Begin at the line containing "target | cabinet drawer" in the entries below and end at the line containing "target | white cabinet door"; transcribe that range exactly and nothing outside it.

[Opening DATA TO EXAMINE section]

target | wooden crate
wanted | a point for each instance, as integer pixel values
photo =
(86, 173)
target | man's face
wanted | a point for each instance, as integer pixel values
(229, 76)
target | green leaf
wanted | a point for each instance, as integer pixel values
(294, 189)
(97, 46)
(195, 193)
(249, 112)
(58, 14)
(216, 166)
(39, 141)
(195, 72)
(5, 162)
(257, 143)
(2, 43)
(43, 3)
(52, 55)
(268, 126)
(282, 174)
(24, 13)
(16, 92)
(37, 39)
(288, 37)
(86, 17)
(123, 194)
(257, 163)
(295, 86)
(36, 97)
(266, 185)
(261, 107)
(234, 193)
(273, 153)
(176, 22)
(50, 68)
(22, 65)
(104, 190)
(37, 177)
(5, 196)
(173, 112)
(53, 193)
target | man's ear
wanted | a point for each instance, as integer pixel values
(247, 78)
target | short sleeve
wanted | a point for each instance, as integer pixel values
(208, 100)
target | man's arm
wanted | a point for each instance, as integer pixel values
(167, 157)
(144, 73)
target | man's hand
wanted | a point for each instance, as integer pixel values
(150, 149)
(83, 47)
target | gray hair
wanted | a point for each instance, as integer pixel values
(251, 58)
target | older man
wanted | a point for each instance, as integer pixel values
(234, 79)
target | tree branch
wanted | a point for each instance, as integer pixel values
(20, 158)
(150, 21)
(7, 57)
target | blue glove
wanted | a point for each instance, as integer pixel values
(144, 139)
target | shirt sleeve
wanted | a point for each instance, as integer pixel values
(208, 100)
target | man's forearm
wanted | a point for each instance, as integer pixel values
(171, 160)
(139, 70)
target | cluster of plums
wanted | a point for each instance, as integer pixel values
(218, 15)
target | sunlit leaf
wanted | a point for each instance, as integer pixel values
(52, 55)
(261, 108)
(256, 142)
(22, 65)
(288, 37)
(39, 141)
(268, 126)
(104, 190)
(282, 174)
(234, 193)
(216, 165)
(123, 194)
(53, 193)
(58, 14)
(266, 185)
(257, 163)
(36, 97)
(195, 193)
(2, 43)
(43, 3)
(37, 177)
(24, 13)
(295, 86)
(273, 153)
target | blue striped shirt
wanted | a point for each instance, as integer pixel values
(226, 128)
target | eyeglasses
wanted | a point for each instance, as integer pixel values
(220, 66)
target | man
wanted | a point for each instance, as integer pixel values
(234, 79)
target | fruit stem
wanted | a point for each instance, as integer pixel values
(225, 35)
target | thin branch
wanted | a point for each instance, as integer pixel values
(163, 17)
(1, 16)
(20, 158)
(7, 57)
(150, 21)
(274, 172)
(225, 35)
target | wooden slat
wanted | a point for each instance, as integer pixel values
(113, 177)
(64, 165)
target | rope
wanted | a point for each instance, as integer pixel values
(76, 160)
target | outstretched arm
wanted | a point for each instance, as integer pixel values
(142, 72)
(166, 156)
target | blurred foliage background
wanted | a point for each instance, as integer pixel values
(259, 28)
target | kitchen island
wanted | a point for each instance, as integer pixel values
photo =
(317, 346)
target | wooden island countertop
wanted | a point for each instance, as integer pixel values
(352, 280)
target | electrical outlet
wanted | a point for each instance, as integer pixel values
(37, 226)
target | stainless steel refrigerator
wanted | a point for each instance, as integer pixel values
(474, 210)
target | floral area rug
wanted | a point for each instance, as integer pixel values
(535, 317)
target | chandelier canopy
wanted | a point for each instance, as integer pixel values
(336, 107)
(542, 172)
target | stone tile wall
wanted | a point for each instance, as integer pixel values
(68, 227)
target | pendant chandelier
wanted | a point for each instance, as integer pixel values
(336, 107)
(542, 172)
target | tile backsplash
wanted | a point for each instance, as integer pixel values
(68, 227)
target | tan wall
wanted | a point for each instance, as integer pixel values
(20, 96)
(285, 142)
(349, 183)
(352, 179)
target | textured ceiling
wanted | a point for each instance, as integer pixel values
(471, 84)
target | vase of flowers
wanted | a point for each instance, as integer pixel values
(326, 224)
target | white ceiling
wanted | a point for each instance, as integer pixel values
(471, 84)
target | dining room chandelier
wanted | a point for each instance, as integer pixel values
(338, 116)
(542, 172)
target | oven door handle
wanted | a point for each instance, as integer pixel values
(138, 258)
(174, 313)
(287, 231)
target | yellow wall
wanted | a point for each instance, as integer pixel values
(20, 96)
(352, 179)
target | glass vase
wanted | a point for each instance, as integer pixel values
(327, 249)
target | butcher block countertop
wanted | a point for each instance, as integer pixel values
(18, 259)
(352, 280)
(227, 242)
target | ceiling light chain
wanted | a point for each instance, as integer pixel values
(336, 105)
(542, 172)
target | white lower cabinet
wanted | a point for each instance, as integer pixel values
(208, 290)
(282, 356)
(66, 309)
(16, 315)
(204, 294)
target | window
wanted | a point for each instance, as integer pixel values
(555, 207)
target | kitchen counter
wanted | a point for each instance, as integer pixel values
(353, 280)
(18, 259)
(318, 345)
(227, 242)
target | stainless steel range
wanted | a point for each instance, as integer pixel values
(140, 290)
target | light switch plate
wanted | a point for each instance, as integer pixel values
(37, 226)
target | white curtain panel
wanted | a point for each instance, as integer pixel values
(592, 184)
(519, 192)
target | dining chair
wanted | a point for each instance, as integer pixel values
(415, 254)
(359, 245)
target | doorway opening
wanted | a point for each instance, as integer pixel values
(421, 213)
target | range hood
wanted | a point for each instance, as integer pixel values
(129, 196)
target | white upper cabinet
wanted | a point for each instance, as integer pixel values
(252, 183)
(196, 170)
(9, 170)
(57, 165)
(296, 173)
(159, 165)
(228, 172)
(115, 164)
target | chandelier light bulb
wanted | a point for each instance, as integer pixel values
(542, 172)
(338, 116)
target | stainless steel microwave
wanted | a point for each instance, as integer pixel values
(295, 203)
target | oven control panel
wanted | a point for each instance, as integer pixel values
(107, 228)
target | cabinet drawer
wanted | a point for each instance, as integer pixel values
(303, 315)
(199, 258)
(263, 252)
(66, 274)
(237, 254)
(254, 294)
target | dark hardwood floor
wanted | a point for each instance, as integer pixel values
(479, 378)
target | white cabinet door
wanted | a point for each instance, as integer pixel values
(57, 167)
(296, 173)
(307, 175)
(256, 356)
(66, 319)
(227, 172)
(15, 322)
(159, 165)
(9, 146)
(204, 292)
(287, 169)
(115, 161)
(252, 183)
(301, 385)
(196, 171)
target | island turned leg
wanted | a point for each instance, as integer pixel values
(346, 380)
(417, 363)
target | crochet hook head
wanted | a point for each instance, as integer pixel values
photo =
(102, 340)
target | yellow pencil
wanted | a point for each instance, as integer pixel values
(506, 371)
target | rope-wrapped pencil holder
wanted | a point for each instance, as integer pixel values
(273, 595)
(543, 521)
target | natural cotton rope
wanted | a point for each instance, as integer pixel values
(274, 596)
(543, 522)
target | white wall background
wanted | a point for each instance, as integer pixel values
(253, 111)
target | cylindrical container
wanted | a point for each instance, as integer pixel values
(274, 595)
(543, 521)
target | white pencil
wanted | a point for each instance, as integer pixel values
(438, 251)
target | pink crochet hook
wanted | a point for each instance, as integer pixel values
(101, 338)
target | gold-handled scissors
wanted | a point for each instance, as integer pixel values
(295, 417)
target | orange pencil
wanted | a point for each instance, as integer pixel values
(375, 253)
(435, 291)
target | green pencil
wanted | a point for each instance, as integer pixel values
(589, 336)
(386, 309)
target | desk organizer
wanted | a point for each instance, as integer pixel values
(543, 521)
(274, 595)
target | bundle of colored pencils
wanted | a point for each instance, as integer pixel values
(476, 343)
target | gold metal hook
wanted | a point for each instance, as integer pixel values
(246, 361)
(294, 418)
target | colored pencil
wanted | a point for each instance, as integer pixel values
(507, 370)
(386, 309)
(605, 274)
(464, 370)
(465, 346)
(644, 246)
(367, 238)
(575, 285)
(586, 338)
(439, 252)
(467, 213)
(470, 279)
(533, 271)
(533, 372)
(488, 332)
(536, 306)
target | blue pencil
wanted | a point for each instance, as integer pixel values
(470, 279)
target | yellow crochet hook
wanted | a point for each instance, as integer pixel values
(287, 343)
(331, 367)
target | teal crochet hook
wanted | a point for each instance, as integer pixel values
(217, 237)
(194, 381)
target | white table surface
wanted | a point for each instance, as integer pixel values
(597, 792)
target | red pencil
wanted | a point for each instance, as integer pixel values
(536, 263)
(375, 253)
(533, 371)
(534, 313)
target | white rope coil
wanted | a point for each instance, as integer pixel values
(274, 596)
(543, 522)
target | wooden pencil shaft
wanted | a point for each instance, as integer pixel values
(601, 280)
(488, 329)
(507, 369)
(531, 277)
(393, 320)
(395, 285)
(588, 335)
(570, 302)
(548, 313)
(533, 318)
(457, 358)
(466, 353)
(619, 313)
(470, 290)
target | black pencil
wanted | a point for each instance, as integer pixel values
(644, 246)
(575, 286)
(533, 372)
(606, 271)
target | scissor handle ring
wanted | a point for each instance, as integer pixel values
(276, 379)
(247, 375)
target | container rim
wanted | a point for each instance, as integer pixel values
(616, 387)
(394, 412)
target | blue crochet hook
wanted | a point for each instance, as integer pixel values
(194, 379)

[Closing DATA TO EXAMINE section]

* [EXERCISE OUTPUT]
target | cabinet drawer
wanted | a point for each instance, as integer pixel values
(303, 315)
(199, 258)
(263, 252)
(66, 274)
(237, 254)
(254, 294)
target | dark hardwood floor
wanted | a point for each instance, as integer pixel values
(479, 378)
target | white cabinet door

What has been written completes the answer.